*Source*:
Begin

One developer in Iran, who spoke to Polygon on the condition that we not reveal his or his company's names so as to not prevent his team from getting future work, is currently working on a mobile game for a popular mainstream brand under a white label agreement. He says his team takes the work since it doesn’t have other options.

Because the Iranian market is small, he says, and because his team isn’t able to sell its games worldwide, it’s risky to develop original titles. So his team takes white label jobs because it can get money upfront, and then the team uses some of that money to help fund its original games.

Often, he says his team works with a middleman who represents himself as a development studio to potential clients and then subcontracts the work out as deals happen, without telling those clients the games are made externally.

"It’s not so much about whether we agree with this practice as much as it is about making money," the developer says. "I’m obviously not OK with this, because it’s my product and that product will win accolades in awards ceremonies and our studio won’t be mentioned. And all of our effort will have only been for financial reasons."



(click image to read more)

He says that about two-thirds of his studio’s games are white label, and he doesn’t see any upsides to white label jobs apart from them paying upfront and being low risk.

"At the end of the day, we as a studio are trying to reduce the number of made-to-order projects as much as possible in order to focus on our own projects. But right now, because we need the money, we accept those kinds of projects."

In Buenos Aires, a company called ZenStation Studio plays a middleman role of its own, matching developers in Latin America up with Western clients.

Co-founder and Business Director Mauricio Morea previously ran one of the biggest development studios in Argentina, Games & Web, and after selling it he decided he didn’t want to deal with the same amount of overhead. So he started ZenStation, working with a partner in the U.S. who has contacts with various entertainment agencies. Together, they regularly sign deals with U.S. clients looking for cheap work on small licensed browser and mobile games, for brands like Ben 10 and Scooby-Doo.

Morea says, in practical terms, it makes sense to describe ZenStation as an agent or broker, but he thinks of it as a development studio because he works closely with the studios he hires, similar to how he worked at Games & Web. And he says he makes white label agreements with those studios because he doesn’t want to confuse clients who might see multiple names floating around.

End

*Set task*:
In the passage on white label game development, rewrite the stretch from "Often, he says" through "to read more)", renaming every "middleman" as "broker".

*Information provided*:
Begin

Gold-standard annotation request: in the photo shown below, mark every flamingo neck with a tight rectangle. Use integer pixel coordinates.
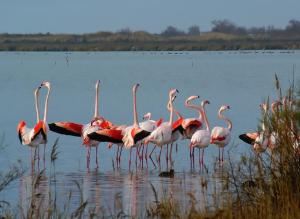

End

*Exercise answer*:
Often, he says his team works with a broker who represents himself as a development studio to potential clients and then subcontracts the work out as deals happen, without telling those clients the games are made externally.

"It’s not so much about whether we agree with this practice as much as it is about making money," the developer says. "I’m obviously not OK with this, because it’s my product and that product will win accolades in awards ceremonies and our studio won’t be mentioned. And all of our effort will have only been for financial reasons."



(click image to read more)